▸ **REQUEST**
Convert the lines from the one containing "Each instance receives exactly one keypoint. Mark the woman's" through the one containing "Each instance receives exactly one keypoint. Mark the smiling" into a JSON list of strings, one string per line, omitting blank lines.

[BEGIN EXERCISE INPUTS]

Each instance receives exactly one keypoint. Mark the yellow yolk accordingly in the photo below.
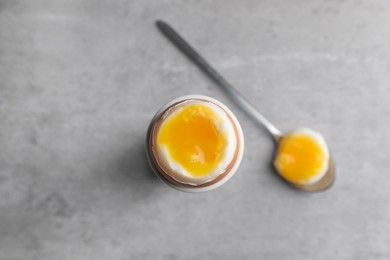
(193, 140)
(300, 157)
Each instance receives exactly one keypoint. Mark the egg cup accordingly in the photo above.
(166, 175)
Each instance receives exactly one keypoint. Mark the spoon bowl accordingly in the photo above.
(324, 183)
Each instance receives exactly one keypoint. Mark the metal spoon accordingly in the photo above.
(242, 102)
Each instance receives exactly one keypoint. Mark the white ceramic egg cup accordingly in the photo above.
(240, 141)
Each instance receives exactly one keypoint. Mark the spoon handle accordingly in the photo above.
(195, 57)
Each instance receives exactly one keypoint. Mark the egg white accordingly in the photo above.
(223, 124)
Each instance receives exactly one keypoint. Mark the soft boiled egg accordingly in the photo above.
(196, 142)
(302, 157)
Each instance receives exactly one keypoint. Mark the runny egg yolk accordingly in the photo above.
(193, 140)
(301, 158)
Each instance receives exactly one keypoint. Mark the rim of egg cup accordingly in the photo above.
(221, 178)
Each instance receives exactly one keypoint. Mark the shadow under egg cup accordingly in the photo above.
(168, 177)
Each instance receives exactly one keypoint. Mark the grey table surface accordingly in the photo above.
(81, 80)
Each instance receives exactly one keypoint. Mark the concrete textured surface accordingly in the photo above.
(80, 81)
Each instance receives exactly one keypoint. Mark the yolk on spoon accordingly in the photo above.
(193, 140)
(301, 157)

[END EXERCISE INPUTS]
[BEGIN EXERCISE INPUTS]

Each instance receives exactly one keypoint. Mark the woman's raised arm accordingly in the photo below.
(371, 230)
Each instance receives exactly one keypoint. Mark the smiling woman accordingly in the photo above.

[END EXERCISE INPUTS]

▸ **OUTPUT OF THE EXERCISE**
[
  "Each instance receives exactly one keypoint. Mark the woman's raised arm accordingly in the photo below.",
  "(371, 230)",
  "Each instance receives exactly one keypoint. Mark the smiling woman accordingly in the photo above."
]